▶ **PROBLEM TO SOLVE**
Report every line of the data below that contains the string "paper", copying each matching line verbatim.
— Start RECORDS FOR THIS EXERCISE —
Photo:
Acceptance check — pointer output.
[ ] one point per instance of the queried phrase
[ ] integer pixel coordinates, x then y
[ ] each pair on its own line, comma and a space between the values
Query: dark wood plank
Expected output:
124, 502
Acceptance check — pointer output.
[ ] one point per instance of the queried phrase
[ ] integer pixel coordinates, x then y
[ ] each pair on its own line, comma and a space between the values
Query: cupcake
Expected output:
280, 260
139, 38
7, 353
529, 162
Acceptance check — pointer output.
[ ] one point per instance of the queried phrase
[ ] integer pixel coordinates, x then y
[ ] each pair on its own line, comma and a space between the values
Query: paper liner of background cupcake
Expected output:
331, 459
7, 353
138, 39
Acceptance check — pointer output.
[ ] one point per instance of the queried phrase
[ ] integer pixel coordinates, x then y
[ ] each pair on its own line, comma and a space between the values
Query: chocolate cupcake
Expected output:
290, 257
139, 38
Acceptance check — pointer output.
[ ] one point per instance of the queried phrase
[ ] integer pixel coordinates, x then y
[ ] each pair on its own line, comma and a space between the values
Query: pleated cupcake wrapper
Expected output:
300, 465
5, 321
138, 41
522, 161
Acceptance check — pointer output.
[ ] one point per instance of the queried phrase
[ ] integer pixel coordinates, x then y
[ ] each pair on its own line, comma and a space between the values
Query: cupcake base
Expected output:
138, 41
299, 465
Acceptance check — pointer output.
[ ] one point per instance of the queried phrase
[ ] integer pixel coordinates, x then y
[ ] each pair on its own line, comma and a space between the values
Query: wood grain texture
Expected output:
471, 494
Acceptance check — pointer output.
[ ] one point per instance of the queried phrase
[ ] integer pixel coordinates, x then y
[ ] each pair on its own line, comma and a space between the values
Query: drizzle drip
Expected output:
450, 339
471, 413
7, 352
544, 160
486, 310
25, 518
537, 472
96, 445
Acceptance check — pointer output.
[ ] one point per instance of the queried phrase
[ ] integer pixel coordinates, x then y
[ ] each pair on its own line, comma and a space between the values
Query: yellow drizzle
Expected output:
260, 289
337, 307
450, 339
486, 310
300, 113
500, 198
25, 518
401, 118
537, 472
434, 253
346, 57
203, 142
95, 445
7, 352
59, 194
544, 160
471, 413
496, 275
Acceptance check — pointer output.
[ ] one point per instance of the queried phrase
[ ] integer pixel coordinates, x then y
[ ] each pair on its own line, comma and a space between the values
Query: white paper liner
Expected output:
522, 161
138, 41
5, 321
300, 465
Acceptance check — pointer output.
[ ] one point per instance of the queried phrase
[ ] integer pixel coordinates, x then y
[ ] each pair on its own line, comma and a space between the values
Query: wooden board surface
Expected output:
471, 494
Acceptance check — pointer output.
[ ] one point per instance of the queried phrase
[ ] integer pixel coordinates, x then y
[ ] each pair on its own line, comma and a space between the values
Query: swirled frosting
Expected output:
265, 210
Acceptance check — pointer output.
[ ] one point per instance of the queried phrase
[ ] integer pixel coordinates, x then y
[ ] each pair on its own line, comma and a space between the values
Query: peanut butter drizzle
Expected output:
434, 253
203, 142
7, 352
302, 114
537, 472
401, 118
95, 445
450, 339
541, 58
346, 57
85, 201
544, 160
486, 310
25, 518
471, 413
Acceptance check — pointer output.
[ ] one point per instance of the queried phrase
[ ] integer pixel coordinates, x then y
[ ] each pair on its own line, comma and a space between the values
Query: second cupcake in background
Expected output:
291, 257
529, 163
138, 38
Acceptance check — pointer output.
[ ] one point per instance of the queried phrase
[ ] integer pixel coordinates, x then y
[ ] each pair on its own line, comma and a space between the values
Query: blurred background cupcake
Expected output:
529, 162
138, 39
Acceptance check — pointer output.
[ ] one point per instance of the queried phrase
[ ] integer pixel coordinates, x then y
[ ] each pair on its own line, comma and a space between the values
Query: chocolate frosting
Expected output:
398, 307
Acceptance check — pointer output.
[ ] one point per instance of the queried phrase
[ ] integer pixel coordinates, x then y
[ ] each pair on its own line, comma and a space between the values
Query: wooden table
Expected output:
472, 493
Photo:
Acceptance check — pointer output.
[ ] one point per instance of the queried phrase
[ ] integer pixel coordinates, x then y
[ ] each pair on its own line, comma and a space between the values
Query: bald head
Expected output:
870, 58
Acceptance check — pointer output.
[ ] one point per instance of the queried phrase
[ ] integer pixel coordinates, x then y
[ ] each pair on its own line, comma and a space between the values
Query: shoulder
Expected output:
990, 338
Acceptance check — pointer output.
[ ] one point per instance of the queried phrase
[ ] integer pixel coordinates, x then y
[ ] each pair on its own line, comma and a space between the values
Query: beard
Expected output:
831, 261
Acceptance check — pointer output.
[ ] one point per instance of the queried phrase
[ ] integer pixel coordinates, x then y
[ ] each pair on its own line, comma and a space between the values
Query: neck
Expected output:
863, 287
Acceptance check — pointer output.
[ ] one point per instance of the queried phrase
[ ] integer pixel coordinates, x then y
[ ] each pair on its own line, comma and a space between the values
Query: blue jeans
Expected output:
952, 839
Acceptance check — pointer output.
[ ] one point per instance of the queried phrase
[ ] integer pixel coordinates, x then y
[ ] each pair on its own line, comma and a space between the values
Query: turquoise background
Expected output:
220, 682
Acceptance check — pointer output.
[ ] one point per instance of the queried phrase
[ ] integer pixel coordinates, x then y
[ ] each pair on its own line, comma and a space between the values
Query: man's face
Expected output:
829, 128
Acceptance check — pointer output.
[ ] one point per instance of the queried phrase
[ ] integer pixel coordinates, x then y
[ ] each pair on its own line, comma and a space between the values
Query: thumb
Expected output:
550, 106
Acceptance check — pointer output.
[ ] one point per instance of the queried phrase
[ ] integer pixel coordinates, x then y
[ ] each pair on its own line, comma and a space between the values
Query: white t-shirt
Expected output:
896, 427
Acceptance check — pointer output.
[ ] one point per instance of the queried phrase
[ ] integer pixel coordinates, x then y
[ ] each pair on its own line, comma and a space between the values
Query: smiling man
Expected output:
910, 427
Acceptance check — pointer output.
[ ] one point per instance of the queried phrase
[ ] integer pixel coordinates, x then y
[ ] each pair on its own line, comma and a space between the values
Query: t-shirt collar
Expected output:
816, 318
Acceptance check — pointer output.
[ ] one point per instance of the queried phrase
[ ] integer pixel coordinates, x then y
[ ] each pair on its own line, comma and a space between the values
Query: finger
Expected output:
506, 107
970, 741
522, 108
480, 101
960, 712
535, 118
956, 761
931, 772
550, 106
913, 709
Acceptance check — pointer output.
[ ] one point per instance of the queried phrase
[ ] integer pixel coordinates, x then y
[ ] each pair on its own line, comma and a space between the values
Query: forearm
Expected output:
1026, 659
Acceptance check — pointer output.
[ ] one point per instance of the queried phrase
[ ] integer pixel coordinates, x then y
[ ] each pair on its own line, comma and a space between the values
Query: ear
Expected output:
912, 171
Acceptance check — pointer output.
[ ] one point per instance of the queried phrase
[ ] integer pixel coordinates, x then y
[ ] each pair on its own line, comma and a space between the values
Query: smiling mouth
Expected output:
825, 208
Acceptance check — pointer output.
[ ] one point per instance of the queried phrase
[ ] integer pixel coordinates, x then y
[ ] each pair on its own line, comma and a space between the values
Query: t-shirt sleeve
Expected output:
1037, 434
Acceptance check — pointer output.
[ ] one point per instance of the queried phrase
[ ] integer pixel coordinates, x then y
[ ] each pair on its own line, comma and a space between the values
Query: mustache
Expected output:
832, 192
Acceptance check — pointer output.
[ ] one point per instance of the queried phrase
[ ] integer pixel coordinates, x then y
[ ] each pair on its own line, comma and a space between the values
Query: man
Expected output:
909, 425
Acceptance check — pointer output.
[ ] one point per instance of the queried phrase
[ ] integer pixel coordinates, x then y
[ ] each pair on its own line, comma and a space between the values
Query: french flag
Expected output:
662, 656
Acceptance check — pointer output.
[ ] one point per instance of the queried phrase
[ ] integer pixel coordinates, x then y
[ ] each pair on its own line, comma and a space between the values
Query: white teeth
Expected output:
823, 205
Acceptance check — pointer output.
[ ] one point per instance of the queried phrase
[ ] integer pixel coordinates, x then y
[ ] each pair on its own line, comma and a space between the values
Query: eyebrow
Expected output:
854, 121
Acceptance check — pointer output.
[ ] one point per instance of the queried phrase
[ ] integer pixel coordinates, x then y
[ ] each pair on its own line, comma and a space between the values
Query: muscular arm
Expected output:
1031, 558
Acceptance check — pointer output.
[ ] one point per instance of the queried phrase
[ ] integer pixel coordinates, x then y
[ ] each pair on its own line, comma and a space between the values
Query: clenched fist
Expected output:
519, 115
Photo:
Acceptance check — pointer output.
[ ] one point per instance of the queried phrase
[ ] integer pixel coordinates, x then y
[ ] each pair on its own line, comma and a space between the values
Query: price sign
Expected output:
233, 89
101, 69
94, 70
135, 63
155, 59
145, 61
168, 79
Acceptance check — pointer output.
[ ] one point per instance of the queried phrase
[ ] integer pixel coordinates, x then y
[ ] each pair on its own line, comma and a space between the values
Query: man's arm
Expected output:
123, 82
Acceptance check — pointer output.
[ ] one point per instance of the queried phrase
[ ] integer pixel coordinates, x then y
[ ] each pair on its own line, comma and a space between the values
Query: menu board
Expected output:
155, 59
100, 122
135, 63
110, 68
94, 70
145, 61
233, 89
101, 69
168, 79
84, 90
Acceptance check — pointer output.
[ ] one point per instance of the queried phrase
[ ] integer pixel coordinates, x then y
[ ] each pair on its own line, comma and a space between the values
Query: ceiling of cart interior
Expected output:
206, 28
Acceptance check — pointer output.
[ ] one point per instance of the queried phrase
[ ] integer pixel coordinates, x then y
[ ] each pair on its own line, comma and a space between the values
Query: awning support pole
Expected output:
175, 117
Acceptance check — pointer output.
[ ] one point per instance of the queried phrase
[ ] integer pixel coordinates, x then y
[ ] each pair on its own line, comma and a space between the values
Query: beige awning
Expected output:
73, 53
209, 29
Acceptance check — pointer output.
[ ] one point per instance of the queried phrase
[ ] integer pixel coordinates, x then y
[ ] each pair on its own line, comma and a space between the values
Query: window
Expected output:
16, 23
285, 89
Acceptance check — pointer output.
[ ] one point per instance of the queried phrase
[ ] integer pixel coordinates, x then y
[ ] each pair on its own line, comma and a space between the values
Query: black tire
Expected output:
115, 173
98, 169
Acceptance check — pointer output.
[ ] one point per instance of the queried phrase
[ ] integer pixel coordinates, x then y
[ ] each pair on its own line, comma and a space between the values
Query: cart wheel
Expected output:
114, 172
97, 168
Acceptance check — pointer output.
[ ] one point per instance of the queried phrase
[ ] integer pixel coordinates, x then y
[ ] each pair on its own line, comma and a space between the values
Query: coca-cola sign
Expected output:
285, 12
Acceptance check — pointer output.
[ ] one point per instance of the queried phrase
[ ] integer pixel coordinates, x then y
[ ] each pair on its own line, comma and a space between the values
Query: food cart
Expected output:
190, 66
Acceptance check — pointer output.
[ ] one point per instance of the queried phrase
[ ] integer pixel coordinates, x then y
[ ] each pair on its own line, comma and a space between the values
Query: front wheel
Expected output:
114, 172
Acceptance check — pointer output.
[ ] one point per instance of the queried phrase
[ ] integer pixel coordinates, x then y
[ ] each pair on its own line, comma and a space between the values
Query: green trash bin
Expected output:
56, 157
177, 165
— End RECORDS FOR THIS EXERCISE —
▶ **EXPECTED ANSWER**
Query: paper liner of background cupcake
Query: white paper liner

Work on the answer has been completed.